It was the G20 Leaders’ summit that we met. Pete specializes in working with governments and event organisers to start the logistics and security planning for major events.
It’s an absolute honour to chat with Pete today.
Pete, an incredible experience that you have, let us explore further why event security important to you?
Pete: Thanks Lauren, it’s a pleasure to be here. Event security is important because every event organizer wants to ensure that their event is safe, secure and has also enjoyable experience and obviously the safe and secure part of it is only going to come about from our investment in the planning for security and in the delivery of security.
Can you explain further about what you do, what your background is and what you are doing now?
Pete: Yes, thanks again for the introductions. I have a background as you’ve said in defence and part of that is I guess a natural sort of link towards security and logistics, for security in transport security for people and security for facilities. So I have taken that knowledge and moved into the events world and used the understanding of how you need to operate in a secure environment without impinging on what you need to do. So, that’s the background I’ll bring to the events world and I have found that all that knowledge certainly works for the events that we are involved in.
This leads us into the G20 leaders’ summit, hosting 20 plus of the world leaders in Australia, what were your key takeaways?
Pete: First and foremost, I think it was an incredible experience, I must admit like many of us I had that moment of wow the world’s top 20 leaders are here and let’s hope we get it right. I think the key take-aways out of that for me was that it only succeeded because of;
- good planning
- good people
- and a little bit of good luck, to make it happen.
So, they are the sort of take-aways and I think that pretty well is true of any event, I mean a massive event for Australia, but for any event, I think they are sort of the three good things to live by.
Excellent, thank you for that insight. What would you say are the common misconceptions in the event industry? If you could list three, what would they be?

TO DO:
(1) Update the entries from the line containing "I would appreciate it if you could identify the red cloth" through the end of the entries by replacing "red cloth" with "green tarp", leaving everything else unchanged.
(2) Go on with the event security interview from the point at which it stops.
The entries below are unrelated to the event security interview above.

WORKING DATA:

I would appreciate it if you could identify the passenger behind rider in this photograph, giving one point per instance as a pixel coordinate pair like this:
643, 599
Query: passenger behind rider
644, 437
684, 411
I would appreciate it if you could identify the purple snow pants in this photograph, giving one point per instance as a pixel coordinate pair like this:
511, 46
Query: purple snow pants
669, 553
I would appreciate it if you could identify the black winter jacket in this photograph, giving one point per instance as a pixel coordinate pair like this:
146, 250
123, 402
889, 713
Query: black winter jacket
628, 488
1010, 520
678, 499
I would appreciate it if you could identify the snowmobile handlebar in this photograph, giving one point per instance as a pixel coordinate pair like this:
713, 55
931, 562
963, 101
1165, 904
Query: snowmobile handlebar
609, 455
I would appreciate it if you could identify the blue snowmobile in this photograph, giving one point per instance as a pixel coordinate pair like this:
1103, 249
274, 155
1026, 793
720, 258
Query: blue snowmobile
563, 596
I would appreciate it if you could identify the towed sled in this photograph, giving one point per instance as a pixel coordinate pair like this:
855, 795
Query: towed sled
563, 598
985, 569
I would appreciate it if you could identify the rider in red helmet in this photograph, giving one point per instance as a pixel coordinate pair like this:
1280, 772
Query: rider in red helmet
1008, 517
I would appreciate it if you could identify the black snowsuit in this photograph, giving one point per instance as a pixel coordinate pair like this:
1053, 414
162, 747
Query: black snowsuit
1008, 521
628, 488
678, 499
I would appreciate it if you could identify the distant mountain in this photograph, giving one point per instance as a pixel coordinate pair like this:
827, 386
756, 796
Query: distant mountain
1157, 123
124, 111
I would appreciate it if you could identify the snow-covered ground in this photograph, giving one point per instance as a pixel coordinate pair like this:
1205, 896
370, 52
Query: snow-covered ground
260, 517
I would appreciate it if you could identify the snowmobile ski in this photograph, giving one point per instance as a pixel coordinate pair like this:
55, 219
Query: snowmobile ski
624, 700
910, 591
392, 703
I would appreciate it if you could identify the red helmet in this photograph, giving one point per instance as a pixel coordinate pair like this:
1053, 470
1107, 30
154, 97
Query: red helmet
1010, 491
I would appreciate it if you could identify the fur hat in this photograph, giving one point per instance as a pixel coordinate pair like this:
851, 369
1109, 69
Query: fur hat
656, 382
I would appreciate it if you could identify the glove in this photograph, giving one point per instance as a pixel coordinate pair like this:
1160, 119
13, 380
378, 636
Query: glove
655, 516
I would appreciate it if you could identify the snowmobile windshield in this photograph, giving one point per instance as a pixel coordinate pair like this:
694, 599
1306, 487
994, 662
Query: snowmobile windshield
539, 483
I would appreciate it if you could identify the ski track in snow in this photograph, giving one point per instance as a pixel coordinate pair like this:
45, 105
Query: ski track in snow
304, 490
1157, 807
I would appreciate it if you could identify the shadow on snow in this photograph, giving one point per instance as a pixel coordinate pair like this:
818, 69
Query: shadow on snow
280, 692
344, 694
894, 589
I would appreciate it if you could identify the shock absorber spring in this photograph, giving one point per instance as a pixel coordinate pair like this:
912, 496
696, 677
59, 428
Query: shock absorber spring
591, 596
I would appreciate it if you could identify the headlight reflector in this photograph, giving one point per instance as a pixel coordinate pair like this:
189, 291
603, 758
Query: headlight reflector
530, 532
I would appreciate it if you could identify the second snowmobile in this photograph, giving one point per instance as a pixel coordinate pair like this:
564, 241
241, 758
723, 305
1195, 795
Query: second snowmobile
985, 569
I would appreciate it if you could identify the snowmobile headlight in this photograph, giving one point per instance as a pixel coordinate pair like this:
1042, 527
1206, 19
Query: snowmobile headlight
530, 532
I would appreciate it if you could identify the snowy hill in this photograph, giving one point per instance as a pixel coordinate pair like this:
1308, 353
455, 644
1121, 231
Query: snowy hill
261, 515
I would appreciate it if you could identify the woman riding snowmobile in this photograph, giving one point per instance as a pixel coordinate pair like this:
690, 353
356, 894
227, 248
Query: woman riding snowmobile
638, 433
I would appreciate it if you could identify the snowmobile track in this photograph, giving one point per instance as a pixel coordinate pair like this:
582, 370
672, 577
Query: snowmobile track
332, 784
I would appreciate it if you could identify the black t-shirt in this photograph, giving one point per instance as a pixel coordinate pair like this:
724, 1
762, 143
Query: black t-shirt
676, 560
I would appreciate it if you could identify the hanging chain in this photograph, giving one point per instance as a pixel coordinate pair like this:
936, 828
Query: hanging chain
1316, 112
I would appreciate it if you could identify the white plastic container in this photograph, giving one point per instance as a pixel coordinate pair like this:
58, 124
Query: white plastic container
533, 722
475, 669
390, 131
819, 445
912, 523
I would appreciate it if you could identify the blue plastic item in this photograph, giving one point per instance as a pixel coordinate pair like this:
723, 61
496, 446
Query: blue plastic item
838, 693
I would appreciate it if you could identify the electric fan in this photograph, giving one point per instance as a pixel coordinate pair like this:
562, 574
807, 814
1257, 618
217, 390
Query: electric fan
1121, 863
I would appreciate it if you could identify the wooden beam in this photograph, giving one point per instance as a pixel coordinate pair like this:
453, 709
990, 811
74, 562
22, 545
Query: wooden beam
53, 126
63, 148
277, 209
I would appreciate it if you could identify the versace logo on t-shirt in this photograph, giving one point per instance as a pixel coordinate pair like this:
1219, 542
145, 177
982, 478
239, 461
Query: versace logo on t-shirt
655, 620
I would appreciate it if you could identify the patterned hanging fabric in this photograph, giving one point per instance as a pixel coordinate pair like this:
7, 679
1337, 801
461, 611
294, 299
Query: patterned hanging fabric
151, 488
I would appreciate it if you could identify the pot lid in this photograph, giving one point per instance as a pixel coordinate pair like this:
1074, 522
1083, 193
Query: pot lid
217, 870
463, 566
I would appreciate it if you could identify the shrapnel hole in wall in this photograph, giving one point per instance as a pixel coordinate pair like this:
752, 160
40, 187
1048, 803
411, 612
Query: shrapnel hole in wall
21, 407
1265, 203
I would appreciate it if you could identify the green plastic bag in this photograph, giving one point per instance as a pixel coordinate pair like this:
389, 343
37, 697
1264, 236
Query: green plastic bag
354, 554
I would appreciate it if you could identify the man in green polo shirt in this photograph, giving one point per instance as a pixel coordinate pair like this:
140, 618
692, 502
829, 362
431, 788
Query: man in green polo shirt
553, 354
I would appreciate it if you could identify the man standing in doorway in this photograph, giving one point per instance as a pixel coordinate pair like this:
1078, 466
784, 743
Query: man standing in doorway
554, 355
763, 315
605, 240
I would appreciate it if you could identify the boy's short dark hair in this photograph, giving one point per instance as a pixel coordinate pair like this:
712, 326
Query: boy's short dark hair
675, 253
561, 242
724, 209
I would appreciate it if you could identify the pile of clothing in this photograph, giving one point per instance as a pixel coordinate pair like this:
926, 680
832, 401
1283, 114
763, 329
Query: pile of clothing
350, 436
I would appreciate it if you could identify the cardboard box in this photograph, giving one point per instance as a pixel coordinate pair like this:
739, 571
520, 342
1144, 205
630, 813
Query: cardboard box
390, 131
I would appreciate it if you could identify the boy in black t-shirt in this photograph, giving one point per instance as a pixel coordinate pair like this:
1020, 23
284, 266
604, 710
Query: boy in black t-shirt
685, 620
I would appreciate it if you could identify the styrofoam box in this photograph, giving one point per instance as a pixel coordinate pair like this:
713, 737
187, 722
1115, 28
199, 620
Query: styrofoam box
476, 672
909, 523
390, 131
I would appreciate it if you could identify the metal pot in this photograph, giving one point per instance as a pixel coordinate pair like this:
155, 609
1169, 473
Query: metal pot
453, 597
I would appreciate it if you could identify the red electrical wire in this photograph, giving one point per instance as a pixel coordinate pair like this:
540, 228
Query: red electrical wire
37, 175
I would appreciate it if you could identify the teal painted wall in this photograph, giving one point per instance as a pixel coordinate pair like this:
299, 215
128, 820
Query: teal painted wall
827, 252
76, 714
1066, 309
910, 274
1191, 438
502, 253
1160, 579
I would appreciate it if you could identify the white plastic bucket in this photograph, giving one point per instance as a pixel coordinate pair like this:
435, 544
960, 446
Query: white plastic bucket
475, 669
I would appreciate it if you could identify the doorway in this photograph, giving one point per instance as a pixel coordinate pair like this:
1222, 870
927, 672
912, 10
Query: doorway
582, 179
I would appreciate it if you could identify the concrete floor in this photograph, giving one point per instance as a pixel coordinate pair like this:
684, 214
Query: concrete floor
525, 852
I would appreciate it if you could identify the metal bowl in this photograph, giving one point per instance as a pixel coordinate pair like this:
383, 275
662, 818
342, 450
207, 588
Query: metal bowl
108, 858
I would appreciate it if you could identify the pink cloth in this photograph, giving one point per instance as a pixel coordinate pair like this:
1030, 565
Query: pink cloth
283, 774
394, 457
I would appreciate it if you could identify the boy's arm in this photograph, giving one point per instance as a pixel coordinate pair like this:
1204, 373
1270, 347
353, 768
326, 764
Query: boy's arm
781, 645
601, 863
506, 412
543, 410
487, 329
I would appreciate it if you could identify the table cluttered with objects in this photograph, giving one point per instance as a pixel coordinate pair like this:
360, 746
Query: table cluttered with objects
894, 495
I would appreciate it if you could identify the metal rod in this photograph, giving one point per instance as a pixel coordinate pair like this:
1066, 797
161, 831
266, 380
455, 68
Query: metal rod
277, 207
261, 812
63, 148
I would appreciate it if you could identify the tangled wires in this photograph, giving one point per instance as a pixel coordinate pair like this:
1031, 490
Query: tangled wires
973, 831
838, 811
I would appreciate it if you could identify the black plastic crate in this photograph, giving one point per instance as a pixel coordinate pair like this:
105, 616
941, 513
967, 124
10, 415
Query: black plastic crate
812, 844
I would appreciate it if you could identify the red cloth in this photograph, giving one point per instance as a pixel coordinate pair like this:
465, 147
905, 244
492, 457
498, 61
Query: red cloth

RESULTS:
(1)
I would appreciate it if you could identify the green tarp in this photograph, giving one point per instance as a pixel coordinate pair like this:
465, 147
905, 244
492, 457
498, 61
Query: green tarp

(2)
Pete: I think first and foremost, there is still a tendency that security is someone else’s problem. it’s the problem of the police or its the problem of other security agencies and that I as an event organizer don’t have to worry about it. Probably the other one is, not learning from the lessons; good or bad from other events, and the third one is that, there is a level of complacencies that there is no threat to my event, they are the common things I hear and see and I think that is probably replicated around the world, from talking to other colleagues in similar positions to what we do.
Thanks Pete, that is a really interesting insight.
(Inaudible 04:27) In Australia as you are aware, we have the National Terrorism Threat Advisory System. Australia is currently listed as PROBABLE… Can you explain what does it mean, and who decides this?
Pete: Yes thanks. Probable means that there is an intent and capability by people to do harm in Australia. Those ratings and those assessments are made by the national security agency, so agencies like the Australian Security Intelligence Organization, Australian Federal Police and other law enforcement agencies and what that really means for event organizers is that there is a possibility that a threat will occur at any place, at any time, so that’s what probable means. It’s not specific to any location or it’s not specific to any type of event, it’s generally to anything that, you know, occurs across Australia.
It’s not specific to any location or it’s not specific to any type of event, it’s generally to anything that, you know, occurs across Australia.
Thank you Pete, that’s really informative.
As you just stated the PROBABLE is not particular to one event or location, so what advice would you give to event organisers across Australia?
Pete: I think first and foremost is recognize that there is a range of threats that apply to any event and they could from a violent attack, through to a hostile vehicle through to theft. What does change for each event is the likelihood and that’s key. To my earlier point about event organisers should take and should be involved in assessing the security threat for their event as early as possible and that once you do that, you get a very good appreciation of what might go wrong and plan accordingly.
Thank you Pete. In your role, you lead teams of security, transport, accreditation, access control just to mention a few… How do you go about implementing such a complex program?
Pete: First and foremost, you always think that it’s not complex otherwise you sort of, wake up in the middle of the night, thinking what am I doing… the first thing is, it’s all integrated, everybody in those complex work streams should be working towards the same goal. It’s never a case of just do transport or just to do accreditation, everything interlinks and everything is integrated and therefore everybody should have the same goal. Certainly, things that we have seen work very well is that you bring all your functional teams together often to discuss issues. Never allow stove pipe planning or planning to be done at all isolation and again from a security perspective, bringing the security folks in, as part of that mix, it will always lead to success.
Brilliant, thank you, it’s so much clearer.
Now in terms of the event world, how important is the event staffing and training to you within all those work streams?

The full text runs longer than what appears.